-- EXTRAIT DU TEXTE --
»»

Conseil d'État, 7ème - 2ème chambres réunies, 12/12/2018, 415765

Texte intégral

RÉPUBLIQUE FRANCAISE
AU NOM DU PEUPLE FRANCAIS

Vu la procédure suivante :

Par une ordonnance n° 1607309 du 16 novembre 2017, enregistrée le 17 novembre 2017 au secrétariat du Conseil d'Etat, le président du tribunal administratif de Paris a transmis au Conseil d'Etat, en application de l'article R. 351-2 du code de justice administrative, la requête enregistrée le 10 mai 2016 au greffe de ce tribunal, présentée par le syndicat UNSA - Intérieur-ATS.

««

-- DONNÉES FOURNIES --
»»

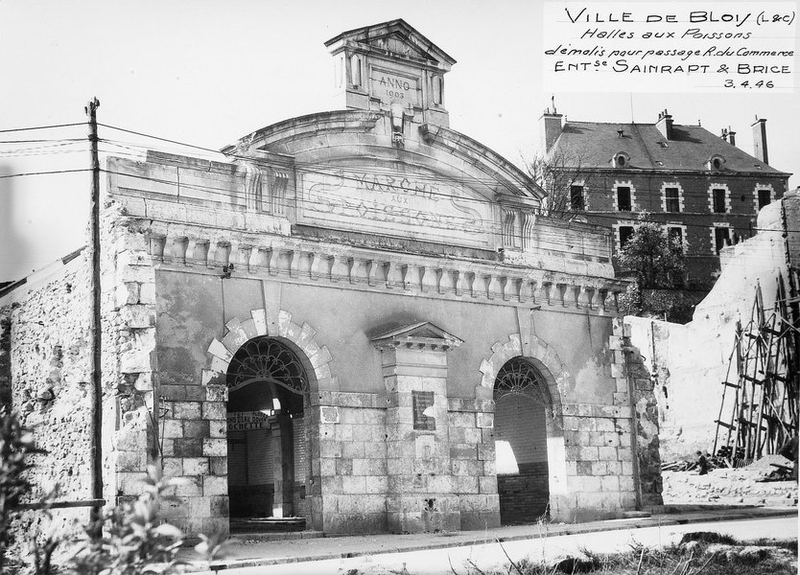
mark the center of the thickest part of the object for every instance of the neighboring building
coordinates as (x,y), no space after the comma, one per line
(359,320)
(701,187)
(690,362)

««
»»

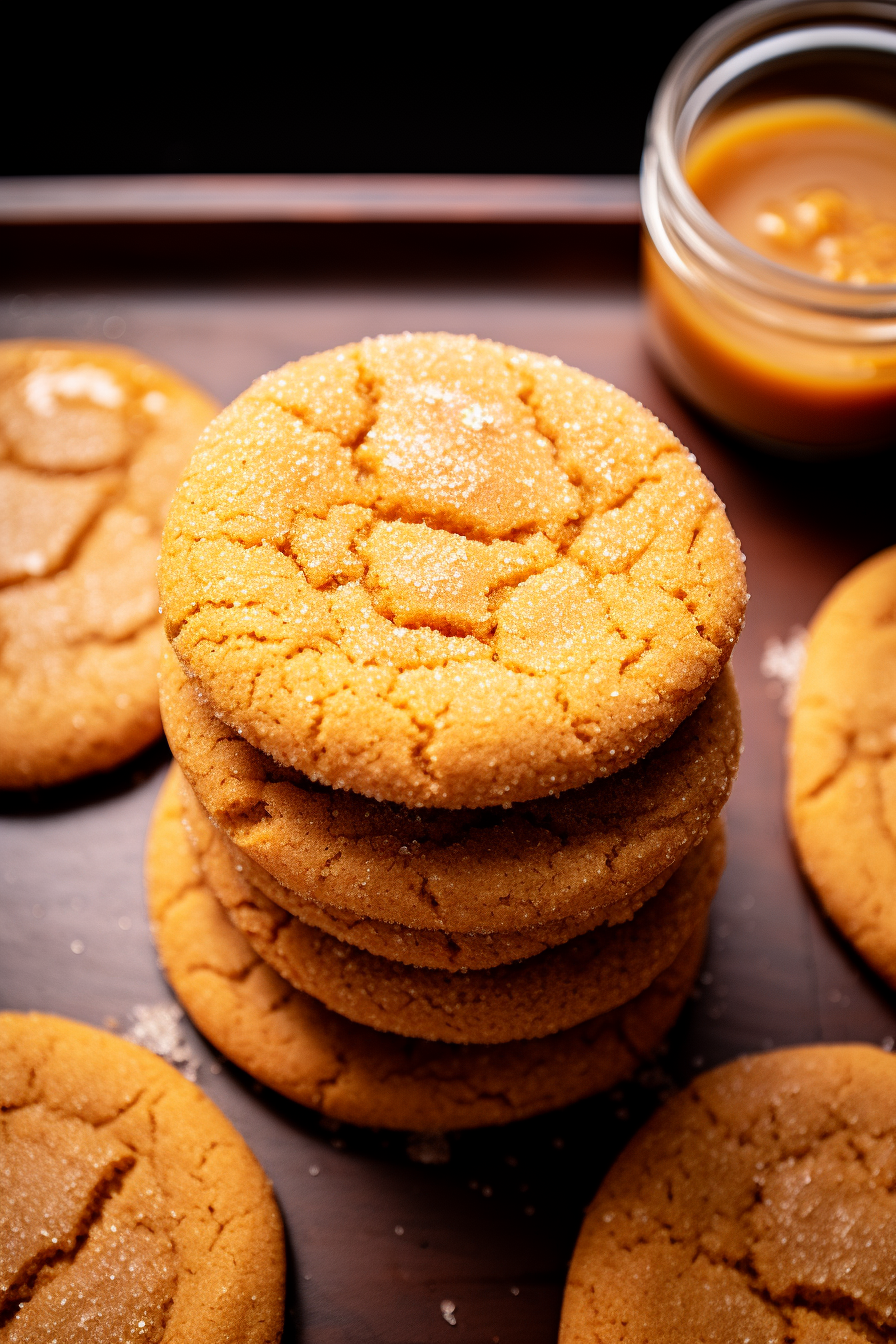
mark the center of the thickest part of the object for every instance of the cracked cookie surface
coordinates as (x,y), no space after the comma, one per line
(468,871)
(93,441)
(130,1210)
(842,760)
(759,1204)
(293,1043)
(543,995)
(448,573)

««

Poursuivez la décision du Conseil d'État au-delà de sa dernière phrase. Le listing n'a aucun lien avec la décision du Conseil d'État.

-- RÉPONSE À L'EXERCICE --
Par cette requête et par un nouveau mémoire et un mémoire en réplique, enregistrés les 21 juillet 2016 et 14 octobre 2017, l'UNSA-Intérieur-ATS demande au Conseil d'Etat d'annuler la décision implicite du ministre de l'intérieur rejetant sa demande du 5 janvier 2016 tendant à la modification de la composition des commissions locales d'action sociale pour que celle-ci tienne compte des votes émis par les personnels civils de la gendarmerie nationale lors des élections de leurs instances représentatives.


Vu les autres pièces du dossier ;

Vu :
- la loi n° 83-634 du 13 juillet 1983 ;
- le décret n° 2006-21 du 6 janvier 2006 ;
- le décret n° 2014-1217 du 21 octobre 2014 ;
- le code de justice administrative ;

Après avoir entendu en séance publique :

- le rapport de M. Jean-Yves Ollier, maître des requêtes,

- les conclusions de M. Olivier Henrard, rapporteur public.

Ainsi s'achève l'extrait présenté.